[TEXT PROVIDED]

This project holds model packaging folders to build containers to deploy to Replicate using the cog project.
You will need to select the release of cog to use for a model.
I am using 0.14.4 as of this writing.
You will need to place the cog command on your PATH.
On any cog command you can add --debug for more output.
Install uv
curl -LsSf https://astral.sh/uv/install.sh | shYou will need to install Docker CE, and its buildx plugin, and the Nvidia container toolkit.
For example,
sudo dnf config-manager --add-repo https://download.docker.com/linux/rhel/docker-ce.repo
sudo dnf install docker-ce docker-ce-cli containerd.io docker-buildx-plugin docker-compose-plugin
sudo usermod -aG docker $USER
sudo systemctl enable docker
sudo systemctl start docker
curl -s -L https://nvidia.github.io/libnvidia-container/stable/rpm/nvidia-container-toolkit.repo | sudo tee /etc/yum.repos.d/nvidia-container-toolkit.repo
sudo dnf install -y nvidia-container-toolkit
sudo nvidia-ctk runtime configure --runtime=docker
docker run --rm --gpus all -e NVIDIA_DRIVER_CAPABILITIES=compute,utility ubuntu nvidia-smiAlso see https://docs.nvidia.com/datacenter/cloud-native/container-toolkit/latest/docker-specialized.html.

[RECORDED INFORMATION]
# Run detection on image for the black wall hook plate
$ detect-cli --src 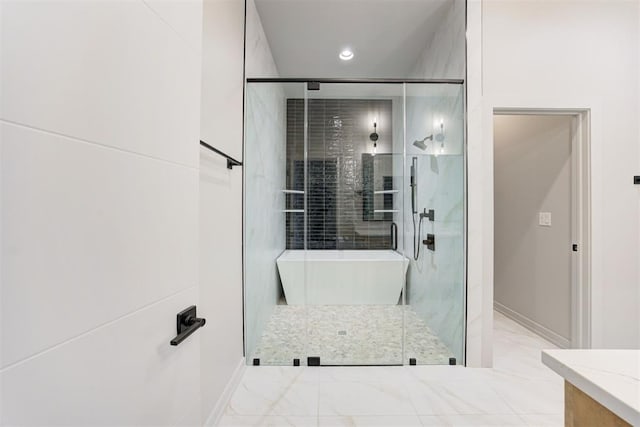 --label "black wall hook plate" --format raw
[170,305,207,345]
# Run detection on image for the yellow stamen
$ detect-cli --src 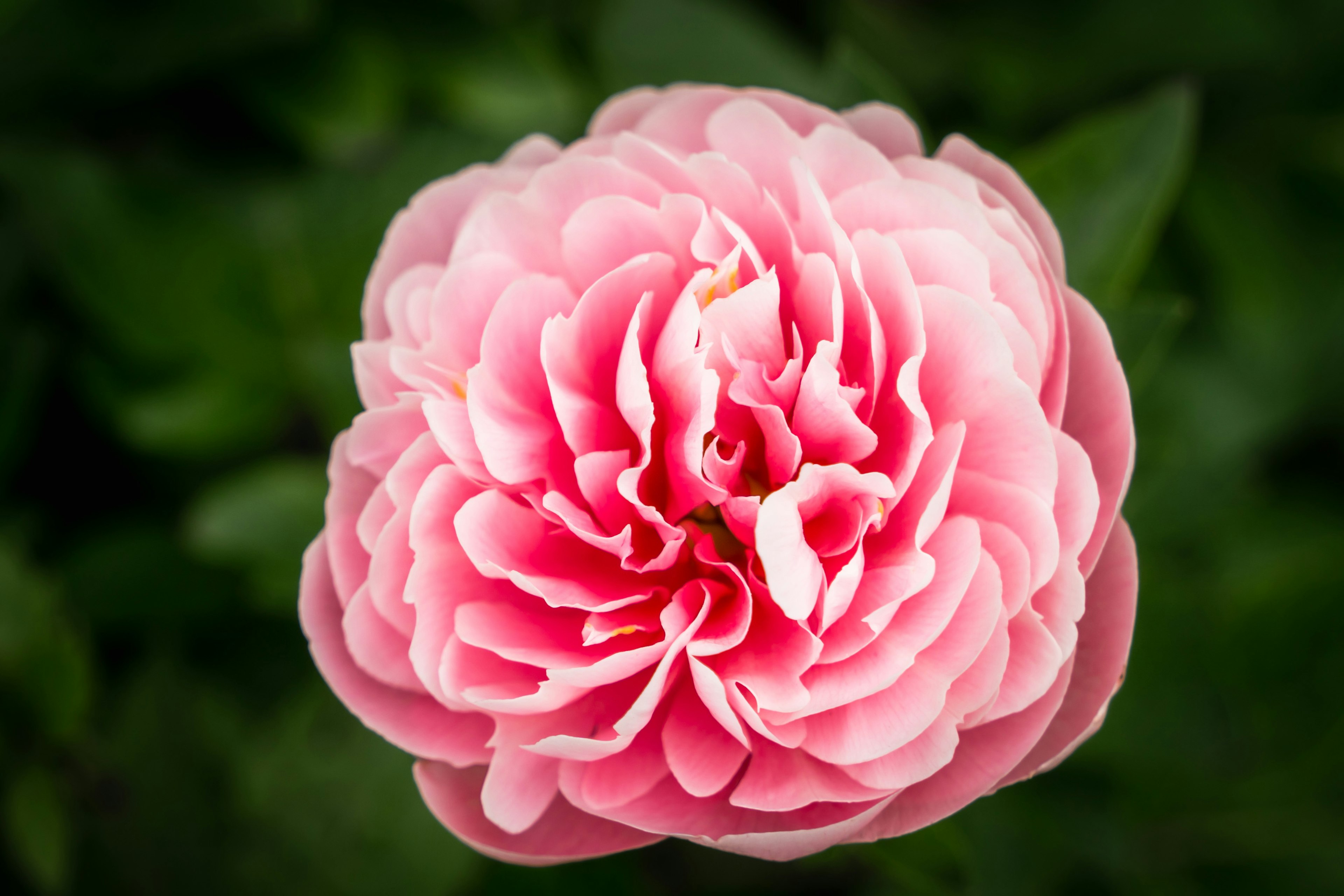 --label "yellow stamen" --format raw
[448,372,466,402]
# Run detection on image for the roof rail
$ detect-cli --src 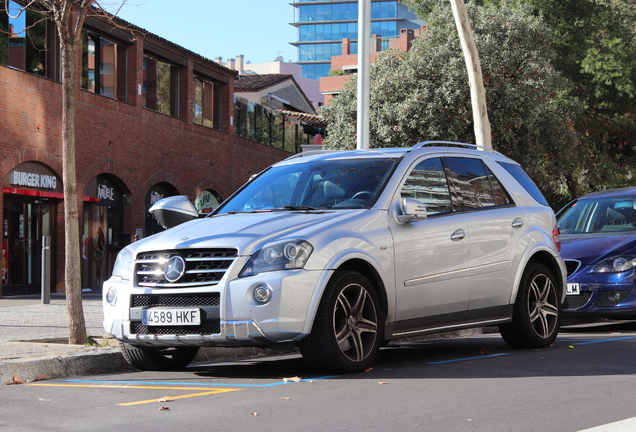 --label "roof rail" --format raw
[283,150,342,160]
[411,141,503,156]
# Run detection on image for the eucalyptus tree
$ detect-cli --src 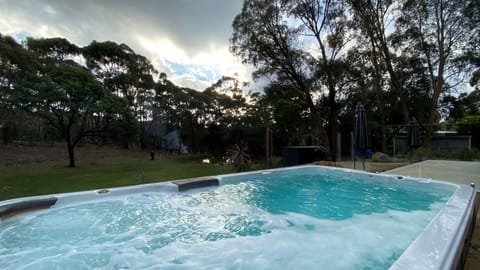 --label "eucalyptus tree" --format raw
[82,41,157,120]
[82,41,157,146]
[397,0,472,147]
[348,0,410,124]
[231,0,348,154]
[0,35,134,167]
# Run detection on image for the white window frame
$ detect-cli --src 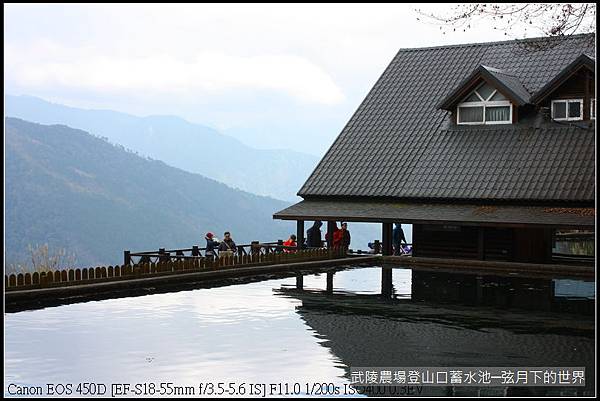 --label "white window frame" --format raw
[456,85,512,125]
[550,99,583,121]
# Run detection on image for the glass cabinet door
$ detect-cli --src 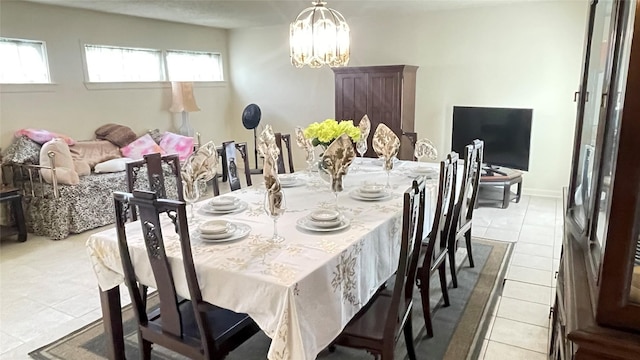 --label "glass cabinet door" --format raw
[571,0,614,232]
[589,0,635,278]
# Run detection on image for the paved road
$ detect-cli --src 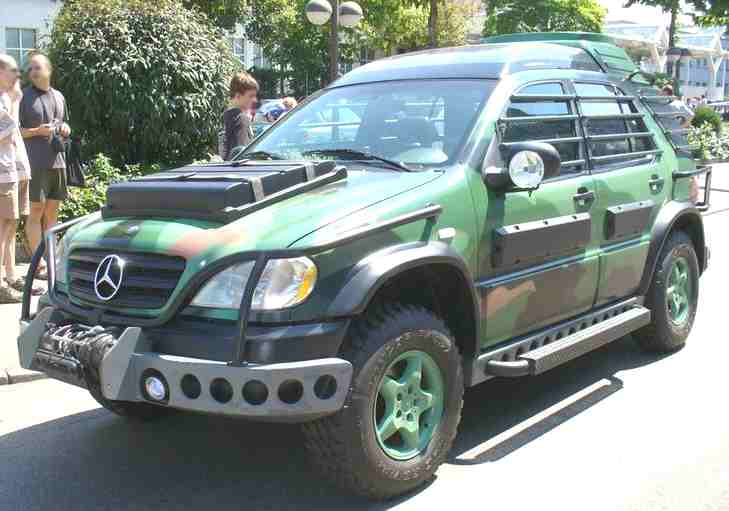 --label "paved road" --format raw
[0,177,729,511]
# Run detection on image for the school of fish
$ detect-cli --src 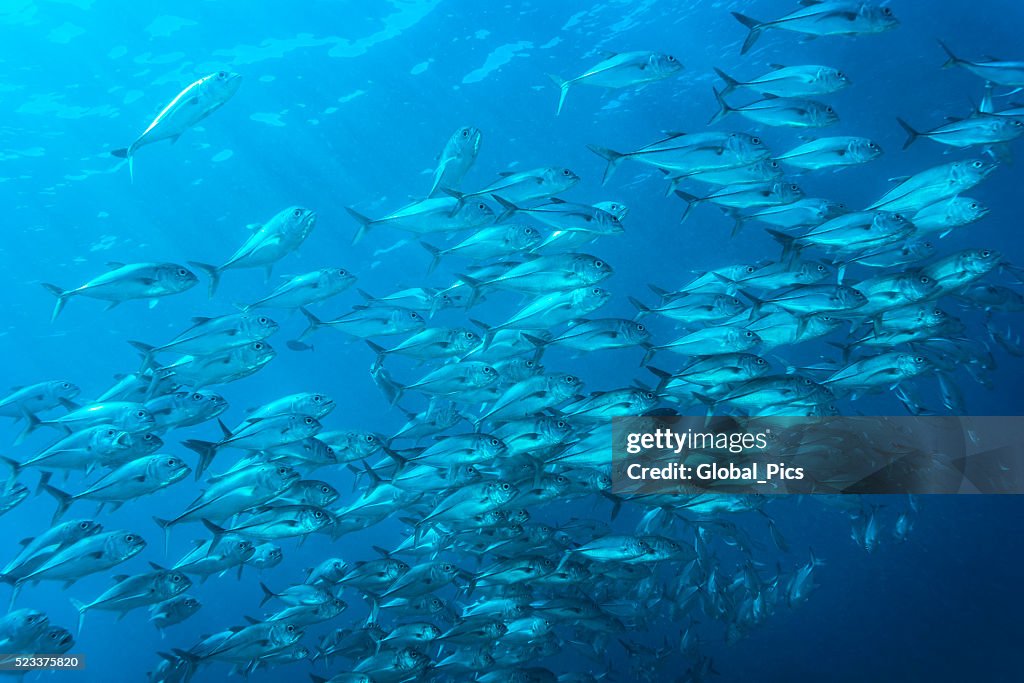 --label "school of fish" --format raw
[0,0,1024,683]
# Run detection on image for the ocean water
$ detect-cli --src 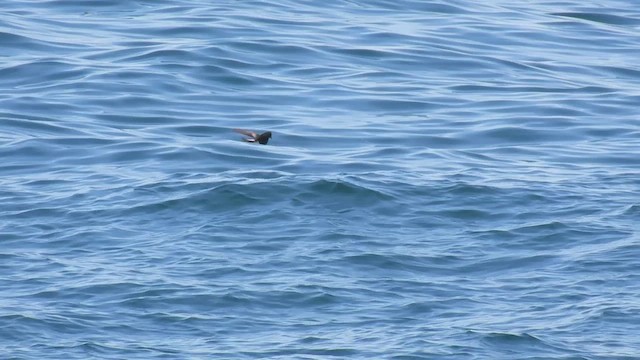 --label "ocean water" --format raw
[0,0,640,360]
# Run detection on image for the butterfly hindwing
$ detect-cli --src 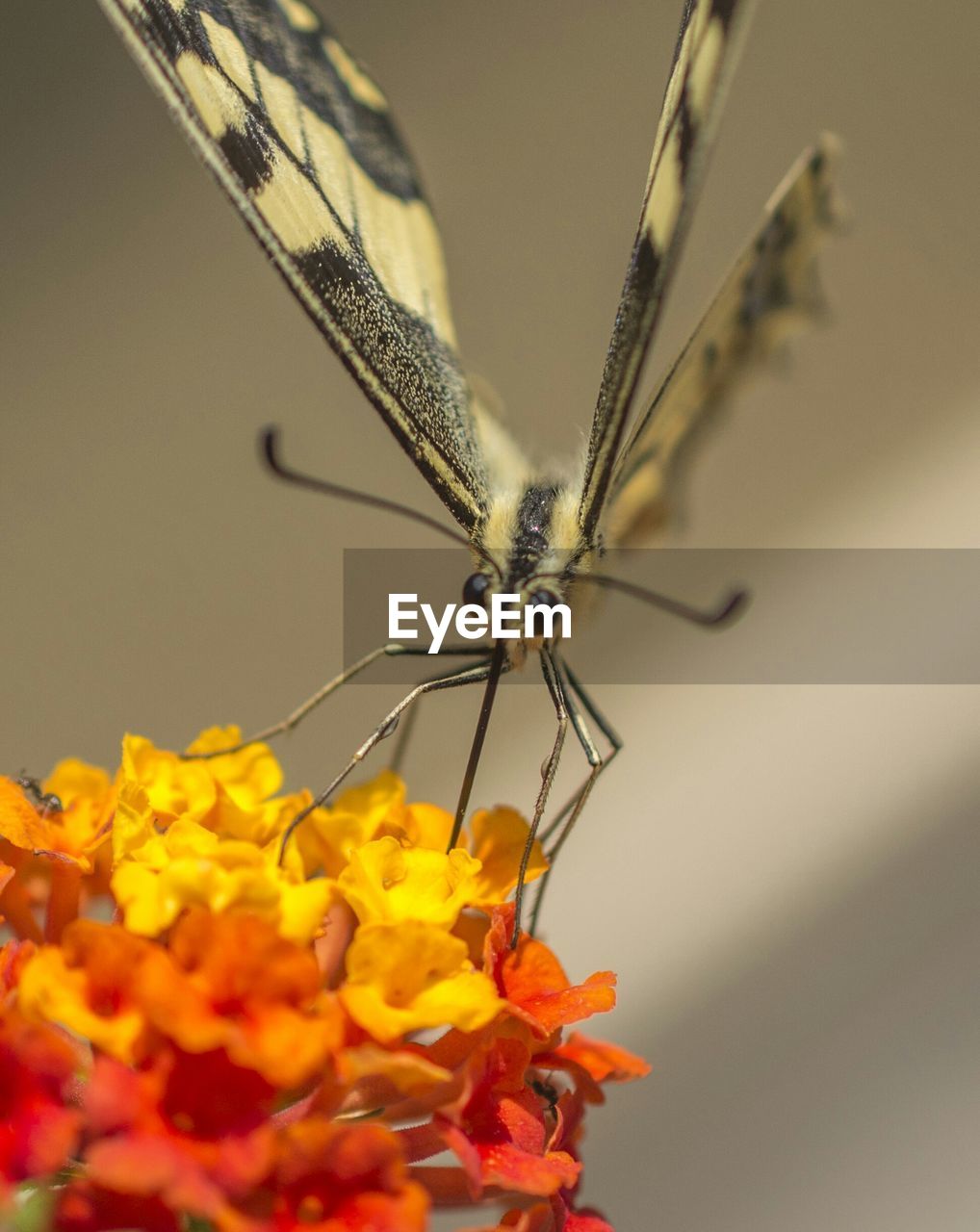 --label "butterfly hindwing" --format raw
[580,0,751,540]
[100,0,488,529]
[604,137,839,545]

[REQUIRED ACTIONS]
1 > In the Replicate packaging notes, restate word for word everything from "You will need to select" down to "on your PATH.".
2 > Turn the paragraph of the Replicate packaging notes that begins "You will need to select the release of cog" into a short bulleted list that keeps its main facts.

[RESULTS IN ORDER]
1 >
You will need to select the release of cog to use for a model.
I am using 0.14.4 as of this writing.
You will need to place the cog command on your PATH.

2 >
- Select a cog release for the model; the writer uses 0.14.4.
- Put the cog command on your PATH.
- Add --debug to any cog command to get more output.